**Short problem**
Reproduce every line of the material below verbatim, but omit the pictures.
==================================================
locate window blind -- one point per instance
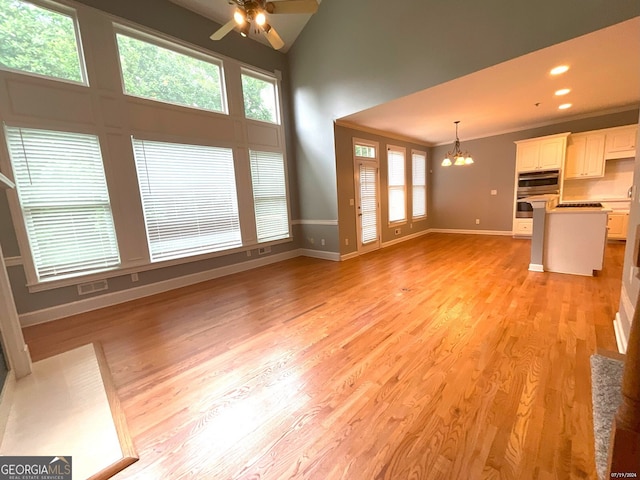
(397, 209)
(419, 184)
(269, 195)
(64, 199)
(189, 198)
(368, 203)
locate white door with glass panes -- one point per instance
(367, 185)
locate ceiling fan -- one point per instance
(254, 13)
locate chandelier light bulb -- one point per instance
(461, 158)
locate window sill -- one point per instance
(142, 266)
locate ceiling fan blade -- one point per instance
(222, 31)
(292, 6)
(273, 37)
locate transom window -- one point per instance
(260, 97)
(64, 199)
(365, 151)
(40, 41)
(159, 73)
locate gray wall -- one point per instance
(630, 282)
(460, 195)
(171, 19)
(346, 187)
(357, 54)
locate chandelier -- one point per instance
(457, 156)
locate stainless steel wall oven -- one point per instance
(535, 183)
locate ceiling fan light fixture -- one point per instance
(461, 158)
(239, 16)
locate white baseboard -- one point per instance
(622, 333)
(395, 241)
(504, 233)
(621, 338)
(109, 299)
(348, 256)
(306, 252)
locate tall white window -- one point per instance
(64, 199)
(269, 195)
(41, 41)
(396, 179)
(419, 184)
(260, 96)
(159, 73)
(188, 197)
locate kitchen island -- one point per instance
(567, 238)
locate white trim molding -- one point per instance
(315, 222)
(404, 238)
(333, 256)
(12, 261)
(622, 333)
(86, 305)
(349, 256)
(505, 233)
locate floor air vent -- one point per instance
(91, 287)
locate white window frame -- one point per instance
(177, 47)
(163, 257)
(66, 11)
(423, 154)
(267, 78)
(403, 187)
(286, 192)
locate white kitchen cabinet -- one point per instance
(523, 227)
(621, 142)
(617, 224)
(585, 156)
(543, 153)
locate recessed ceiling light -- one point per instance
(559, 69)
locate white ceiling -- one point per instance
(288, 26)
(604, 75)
==================================================
**Task solution**
locate window blind -- one point per instance
(397, 209)
(419, 184)
(269, 195)
(64, 199)
(189, 198)
(368, 203)
locate white door with glass panes -- one point per instance
(367, 185)
locate ceiling fan -- one point per instance
(254, 13)
locate chandelier light bulb -- one point per instance
(461, 158)
locate window sill -- one point per instance
(142, 266)
locate ceiling fan blade -- one point per instance
(222, 31)
(292, 6)
(273, 37)
locate transom window -- one point per instance
(260, 97)
(64, 199)
(365, 151)
(40, 41)
(159, 73)
locate gray wall -- one point per instance
(630, 282)
(460, 195)
(171, 19)
(346, 187)
(357, 54)
locate chandelier -- one point per instance
(457, 156)
locate stainless steel wall oven -- one point per instance
(535, 183)
locate ceiling fan light fixture -- one point per instance
(461, 158)
(239, 16)
locate white baseboard -- one point per instance
(622, 333)
(395, 241)
(504, 233)
(621, 338)
(109, 299)
(348, 256)
(306, 252)
locate tall white window -- one point per instance
(64, 199)
(269, 195)
(41, 41)
(396, 179)
(419, 184)
(260, 96)
(159, 73)
(188, 197)
locate kitchen island -- one point per instance
(567, 238)
locate white trim molding -- one point per instance
(315, 222)
(404, 238)
(333, 256)
(12, 261)
(622, 333)
(86, 305)
(349, 256)
(505, 233)
locate floor air vent -- one point per instance
(91, 287)
locate white window frame -- one point per instance
(177, 47)
(163, 257)
(66, 11)
(423, 154)
(267, 78)
(403, 187)
(286, 192)
locate white kitchen cabinet -- one point per instance
(523, 227)
(621, 142)
(617, 224)
(585, 156)
(543, 153)
locate recessed ceiling light -- one point per instance
(559, 69)
locate white ceiling -- one point per instance
(288, 26)
(604, 75)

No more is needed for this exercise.